# [What you should do]
Transcribe every line of the records verbatim.
----- Data for processing
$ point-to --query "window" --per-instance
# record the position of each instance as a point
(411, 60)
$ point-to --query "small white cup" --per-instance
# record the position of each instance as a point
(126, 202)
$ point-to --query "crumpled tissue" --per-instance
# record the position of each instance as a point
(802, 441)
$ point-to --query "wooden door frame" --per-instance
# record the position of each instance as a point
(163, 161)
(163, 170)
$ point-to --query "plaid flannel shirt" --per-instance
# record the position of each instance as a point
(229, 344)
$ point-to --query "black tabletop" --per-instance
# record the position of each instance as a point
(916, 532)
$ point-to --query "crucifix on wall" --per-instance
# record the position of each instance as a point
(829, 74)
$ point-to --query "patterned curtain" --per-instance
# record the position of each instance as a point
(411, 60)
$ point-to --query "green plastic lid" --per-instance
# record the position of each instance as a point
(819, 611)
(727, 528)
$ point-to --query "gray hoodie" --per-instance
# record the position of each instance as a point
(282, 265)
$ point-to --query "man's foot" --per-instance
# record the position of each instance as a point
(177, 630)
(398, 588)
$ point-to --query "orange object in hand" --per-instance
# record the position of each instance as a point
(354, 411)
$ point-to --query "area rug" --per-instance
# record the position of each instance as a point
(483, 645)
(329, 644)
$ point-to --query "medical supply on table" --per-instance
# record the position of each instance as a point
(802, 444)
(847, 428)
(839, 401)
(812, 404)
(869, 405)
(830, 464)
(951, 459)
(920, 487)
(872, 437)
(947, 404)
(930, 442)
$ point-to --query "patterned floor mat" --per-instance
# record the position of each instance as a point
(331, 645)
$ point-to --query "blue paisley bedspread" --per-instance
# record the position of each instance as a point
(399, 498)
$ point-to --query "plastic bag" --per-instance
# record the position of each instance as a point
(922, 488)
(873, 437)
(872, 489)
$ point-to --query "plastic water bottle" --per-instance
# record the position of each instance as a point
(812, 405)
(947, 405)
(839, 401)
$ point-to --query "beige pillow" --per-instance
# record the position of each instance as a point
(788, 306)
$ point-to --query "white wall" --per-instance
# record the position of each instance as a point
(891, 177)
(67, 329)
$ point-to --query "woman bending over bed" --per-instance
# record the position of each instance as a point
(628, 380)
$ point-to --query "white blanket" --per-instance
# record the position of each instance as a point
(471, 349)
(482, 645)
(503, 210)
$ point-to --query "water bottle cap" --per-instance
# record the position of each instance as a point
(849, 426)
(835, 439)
----------
# [Response below]
$ point-to --query "window" --per-instance
# record the position of each instance as a point
(411, 60)
$ point-to --query "small white cup" --per-instance
# record the position of each instance as a point
(126, 202)
$ point-to --query "crumpled tissue" --per-instance
# record the position of each instance as a point
(802, 441)
$ point-to --query "wooden door frame" --per-instance
# record the position of each instance as a point
(163, 161)
(163, 170)
$ point-to --query "plaid flannel shirt" --per-instance
# record the position of each instance as a point
(229, 344)
$ point-to --query "black tabletop" --per-instance
# record the position of each instance as a point
(916, 532)
$ point-to --query "crucifix on wall" --per-instance
# record the position of each instance as a point
(829, 74)
$ point-to --query "patterned curtain" --per-instance
# record the position of each instance as a point
(411, 60)
$ point-to --query "green plastic lid" --per-instance
# record the position of each instance as a point
(819, 611)
(727, 528)
$ point-to --query "gray hoodie" --per-instance
# record the position of each instance as a point
(282, 265)
$ point-to --query "man's foot" --per-instance
# record the position of each instance as a point
(177, 630)
(398, 588)
$ point-to --query "orange object in hand" --per-instance
# record the position of each instance as a point
(354, 411)
$ point-to --query "area rug" --per-instance
# record the position of each instance as a point
(483, 645)
(329, 644)
$ point-to --query "medical supply on table" --per-instance
# record the position of each instance as a point
(802, 444)
(847, 428)
(839, 401)
(812, 404)
(869, 405)
(830, 464)
(951, 459)
(920, 487)
(872, 437)
(947, 404)
(930, 442)
$ point-to --query "patterned floor mat" --per-instance
# record the position of each instance as a point
(331, 645)
$ point-to --query "blue paisley bedspread" --per-instance
# record the position of each instance as a point
(399, 498)
$ point-to --query "plastic bag" --per-instance
# record the position of each instance as a point
(922, 488)
(873, 437)
(872, 489)
$ point-to --query "plastic water bottle" --per-instance
# record the position of each instance as a point
(812, 405)
(947, 405)
(839, 401)
$ point-to --query "beige pillow" --per-instance
# record the position of each instance as a point
(788, 306)
$ point-to --query "white wall" --per-instance
# record the position of each instance as a point
(891, 177)
(67, 329)
$ point-to --query "woman bending over bed" --per-instance
# record the position of each instance as a point
(628, 380)
$ point-to --query "white blanket" --per-instance
# record the position of each instance as a point
(471, 349)
(482, 645)
(503, 210)
$ point-to --query "water bottle cap" --per-instance
# record the position of each instance as a point
(849, 426)
(835, 439)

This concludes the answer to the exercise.